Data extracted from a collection
##########

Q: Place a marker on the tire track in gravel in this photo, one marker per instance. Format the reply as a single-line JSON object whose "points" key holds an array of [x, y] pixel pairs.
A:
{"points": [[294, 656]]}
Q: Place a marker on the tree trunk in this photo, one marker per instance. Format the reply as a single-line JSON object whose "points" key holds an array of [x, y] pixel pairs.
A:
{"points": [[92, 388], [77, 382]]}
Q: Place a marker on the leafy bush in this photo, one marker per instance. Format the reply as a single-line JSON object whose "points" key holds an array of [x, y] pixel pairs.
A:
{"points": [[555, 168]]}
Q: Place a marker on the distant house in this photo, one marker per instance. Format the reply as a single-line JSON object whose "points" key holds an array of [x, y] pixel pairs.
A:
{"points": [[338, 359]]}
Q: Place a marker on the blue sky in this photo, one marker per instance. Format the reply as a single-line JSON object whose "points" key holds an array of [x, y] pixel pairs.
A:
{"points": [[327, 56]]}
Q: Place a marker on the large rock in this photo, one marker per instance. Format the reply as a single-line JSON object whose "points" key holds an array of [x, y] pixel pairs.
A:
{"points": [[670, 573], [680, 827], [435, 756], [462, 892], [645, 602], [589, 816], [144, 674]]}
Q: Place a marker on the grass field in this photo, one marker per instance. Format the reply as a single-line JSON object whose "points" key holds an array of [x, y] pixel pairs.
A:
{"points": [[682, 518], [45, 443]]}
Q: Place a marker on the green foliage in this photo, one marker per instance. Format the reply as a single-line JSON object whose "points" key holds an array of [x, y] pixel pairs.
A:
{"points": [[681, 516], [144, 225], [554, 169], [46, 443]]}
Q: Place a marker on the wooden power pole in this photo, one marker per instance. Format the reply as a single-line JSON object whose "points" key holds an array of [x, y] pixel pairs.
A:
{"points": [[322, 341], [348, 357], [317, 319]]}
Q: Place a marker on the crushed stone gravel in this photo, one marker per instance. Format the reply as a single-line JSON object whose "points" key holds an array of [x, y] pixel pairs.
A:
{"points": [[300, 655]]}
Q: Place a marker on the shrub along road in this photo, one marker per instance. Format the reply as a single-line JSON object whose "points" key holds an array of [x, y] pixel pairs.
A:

##########

Goal of the exercise – Copy the data above exactly. Every line must be included.

Written response –
Q: Place a marker on the tire track in gravel in this photo, one marker per instance. Format the reply as a single-line JSON object whose "points" key holds an array of [x, y] pixel pairs.
A:
{"points": [[294, 656]]}
Q: Place a marker on the tree trunk in this photo, one marker per instance. Format the reply as a single-line JSON object whose "points" key holds an array of [x, y] pixel pairs.
A:
{"points": [[92, 388], [77, 382]]}
Q: Place a marker on the leafy bush in this photo, one marker per instance. Format the reply as a single-line JSON object whose "points" key holds an array of [x, y] pixel pairs.
A:
{"points": [[555, 168]]}
Q: Place a marker on the distant house in this photo, one marker per instance. Format the reply as a single-line JSON object whose "points" key holds an array of [x, y] pixel pairs.
A:
{"points": [[338, 359]]}
Q: Place a marker on the blue sky in this photo, one marker per instance. Format the reply as a single-line JSON object whose "points" key holds an array of [x, y] pixel pairs.
A:
{"points": [[327, 56]]}
Q: Place a marker on the large rock in this photo, one marker per instance. Format the reply as a single-line JSON object whose "points" key holds an array of [x, y] pixel pairs.
A:
{"points": [[670, 573], [680, 827], [435, 756], [462, 892], [645, 602], [589, 816], [144, 674]]}
Q: Place a marker on the grass field in this photo, one marker per instance. Format the reply as a single-line JSON object whose "points" key holds an array of [x, y] pixel pairs.
A:
{"points": [[682, 518], [45, 443]]}
Q: Place a marker on the green foliage in this photo, one marker per instance. Format the reply as a single-line JSON object whose "points" key holds an array of [x, y] pixel pairs.
A:
{"points": [[681, 516], [144, 225], [554, 169], [46, 443]]}
Q: Place a marker on the wooden power pole in this photo, one marker per instance. Format the reply as a single-line JSON object whose "points" key holds an array of [x, y] pixel pairs.
A:
{"points": [[322, 341], [348, 357], [317, 319]]}
Q: Place a marker on the crushed stone gravel in this photo, one marker per instance. Format the reply as a single-line JSON object whose "points" key holds an array of [x, y] pixel pairs.
A:
{"points": [[300, 655]]}
Q: Place a marker on the shrub along road in this photo, one marker per instance. Format the reply as a single-line JSON object whose "points" key holds an array of [x, y] pixel pairs.
A:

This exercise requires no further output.